INSTRUCTION: Set down exactly, and only, the lines from the one with "If you could pick out the black refrigerator" to the final line of the entries, both included.

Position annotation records
.....

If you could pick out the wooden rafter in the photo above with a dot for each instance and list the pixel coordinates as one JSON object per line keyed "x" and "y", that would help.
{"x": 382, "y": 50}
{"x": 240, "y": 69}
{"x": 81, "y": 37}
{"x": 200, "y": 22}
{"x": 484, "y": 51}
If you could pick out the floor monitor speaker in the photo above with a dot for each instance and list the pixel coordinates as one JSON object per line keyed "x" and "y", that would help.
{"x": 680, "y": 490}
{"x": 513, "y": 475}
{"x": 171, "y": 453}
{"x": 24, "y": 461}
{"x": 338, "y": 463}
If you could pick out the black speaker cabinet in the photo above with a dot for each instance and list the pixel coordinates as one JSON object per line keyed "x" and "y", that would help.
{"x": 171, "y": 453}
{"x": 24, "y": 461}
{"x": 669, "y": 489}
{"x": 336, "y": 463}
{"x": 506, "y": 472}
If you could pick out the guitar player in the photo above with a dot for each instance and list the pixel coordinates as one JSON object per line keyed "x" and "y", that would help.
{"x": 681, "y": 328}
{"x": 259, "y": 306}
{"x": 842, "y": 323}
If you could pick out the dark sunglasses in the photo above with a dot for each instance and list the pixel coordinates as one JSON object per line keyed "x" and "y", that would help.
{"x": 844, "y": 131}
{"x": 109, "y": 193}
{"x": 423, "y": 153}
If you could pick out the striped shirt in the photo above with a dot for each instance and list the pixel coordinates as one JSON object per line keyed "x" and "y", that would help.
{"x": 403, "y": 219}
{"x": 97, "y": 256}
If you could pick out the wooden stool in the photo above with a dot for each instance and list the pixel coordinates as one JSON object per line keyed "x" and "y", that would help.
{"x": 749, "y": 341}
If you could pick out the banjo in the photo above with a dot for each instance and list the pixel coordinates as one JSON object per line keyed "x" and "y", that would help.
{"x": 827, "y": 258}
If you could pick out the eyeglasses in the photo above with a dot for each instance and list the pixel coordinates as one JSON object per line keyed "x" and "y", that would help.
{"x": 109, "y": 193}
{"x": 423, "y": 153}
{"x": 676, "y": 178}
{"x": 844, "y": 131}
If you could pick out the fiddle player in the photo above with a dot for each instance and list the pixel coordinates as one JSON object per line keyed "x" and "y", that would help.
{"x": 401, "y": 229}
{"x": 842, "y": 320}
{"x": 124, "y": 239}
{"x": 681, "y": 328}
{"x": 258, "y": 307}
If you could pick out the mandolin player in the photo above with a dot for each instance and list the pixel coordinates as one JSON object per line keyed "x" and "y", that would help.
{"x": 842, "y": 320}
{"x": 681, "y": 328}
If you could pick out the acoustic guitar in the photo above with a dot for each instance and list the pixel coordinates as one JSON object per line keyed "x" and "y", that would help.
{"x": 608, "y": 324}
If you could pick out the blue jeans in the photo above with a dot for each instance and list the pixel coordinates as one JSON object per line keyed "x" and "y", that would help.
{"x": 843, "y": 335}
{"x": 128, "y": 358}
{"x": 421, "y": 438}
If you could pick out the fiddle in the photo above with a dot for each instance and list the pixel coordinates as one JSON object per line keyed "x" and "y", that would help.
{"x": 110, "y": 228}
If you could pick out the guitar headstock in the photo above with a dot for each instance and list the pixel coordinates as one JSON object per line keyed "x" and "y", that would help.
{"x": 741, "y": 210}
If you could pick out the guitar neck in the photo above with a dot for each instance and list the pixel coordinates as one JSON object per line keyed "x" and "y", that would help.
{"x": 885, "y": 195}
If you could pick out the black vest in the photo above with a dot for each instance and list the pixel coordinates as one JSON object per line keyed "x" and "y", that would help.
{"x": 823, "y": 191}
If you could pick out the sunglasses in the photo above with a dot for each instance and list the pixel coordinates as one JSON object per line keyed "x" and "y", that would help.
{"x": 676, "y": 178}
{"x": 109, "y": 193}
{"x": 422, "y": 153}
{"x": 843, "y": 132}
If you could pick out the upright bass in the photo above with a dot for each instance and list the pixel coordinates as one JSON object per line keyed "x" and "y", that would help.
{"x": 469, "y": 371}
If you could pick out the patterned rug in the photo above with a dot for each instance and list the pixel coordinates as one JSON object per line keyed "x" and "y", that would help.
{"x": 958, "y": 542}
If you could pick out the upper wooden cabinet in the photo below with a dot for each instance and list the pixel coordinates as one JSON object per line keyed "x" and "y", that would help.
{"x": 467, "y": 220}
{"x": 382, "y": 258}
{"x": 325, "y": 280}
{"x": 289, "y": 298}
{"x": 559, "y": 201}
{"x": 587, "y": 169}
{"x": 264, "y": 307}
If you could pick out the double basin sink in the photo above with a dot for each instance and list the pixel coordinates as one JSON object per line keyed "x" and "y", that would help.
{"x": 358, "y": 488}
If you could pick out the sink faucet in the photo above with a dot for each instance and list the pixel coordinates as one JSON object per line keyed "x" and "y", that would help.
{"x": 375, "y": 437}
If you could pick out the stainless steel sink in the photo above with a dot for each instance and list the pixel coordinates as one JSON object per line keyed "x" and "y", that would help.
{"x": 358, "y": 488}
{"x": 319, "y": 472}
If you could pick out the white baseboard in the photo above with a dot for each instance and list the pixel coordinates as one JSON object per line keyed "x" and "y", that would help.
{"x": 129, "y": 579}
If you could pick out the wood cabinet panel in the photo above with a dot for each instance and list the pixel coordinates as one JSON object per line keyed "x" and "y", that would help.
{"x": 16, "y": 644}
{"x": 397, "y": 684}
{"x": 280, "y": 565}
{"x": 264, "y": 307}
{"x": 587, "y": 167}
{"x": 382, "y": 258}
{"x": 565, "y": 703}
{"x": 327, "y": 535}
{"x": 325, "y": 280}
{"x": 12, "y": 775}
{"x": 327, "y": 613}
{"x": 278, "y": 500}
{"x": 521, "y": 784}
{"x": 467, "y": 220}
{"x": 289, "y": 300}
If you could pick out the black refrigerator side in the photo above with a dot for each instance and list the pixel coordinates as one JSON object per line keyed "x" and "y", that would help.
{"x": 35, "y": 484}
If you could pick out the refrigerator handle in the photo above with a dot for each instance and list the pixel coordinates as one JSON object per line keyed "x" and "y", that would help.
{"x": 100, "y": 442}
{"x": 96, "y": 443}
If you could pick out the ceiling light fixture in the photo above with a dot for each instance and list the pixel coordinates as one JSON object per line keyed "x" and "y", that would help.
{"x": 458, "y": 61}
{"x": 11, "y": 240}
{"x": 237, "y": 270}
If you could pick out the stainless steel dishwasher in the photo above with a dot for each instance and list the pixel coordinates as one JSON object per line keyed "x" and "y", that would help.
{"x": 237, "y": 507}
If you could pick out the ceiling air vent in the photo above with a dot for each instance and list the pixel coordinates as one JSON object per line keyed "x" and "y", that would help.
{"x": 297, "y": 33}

.....

SOLVED PROBLEM:
If you could pick out the black refrigerator side in the photo above with a dot for each instance and list the pixel coordinates as one JSON object per line keyed "x" and "y", that would help.
{"x": 35, "y": 484}
If you could pick out the refrigerator handle in the photo above with a dot for each instance and list the pixel coordinates as one JSON object per line keyed "x" and "y", that would help.
{"x": 100, "y": 442}
{"x": 96, "y": 443}
If you could pick out the ceiling light fixture in the photo above with a dot for each instance and list the pixel coordinates as one JSON object per line keyed "x" and "y", that would help.
{"x": 458, "y": 61}
{"x": 11, "y": 240}
{"x": 237, "y": 270}
If you could pick out the stainless steel dishwasher in the photo above with a dot for each instance and list the pixel coordinates as one JSON object per line keyed "x" and "y", that would help.
{"x": 237, "y": 507}
If you could pick out the ceiling air vent in the photo above with a dot for each instance and list the pixel coordinates as one JSON object per line keyed "x" and "y", that would help.
{"x": 297, "y": 33}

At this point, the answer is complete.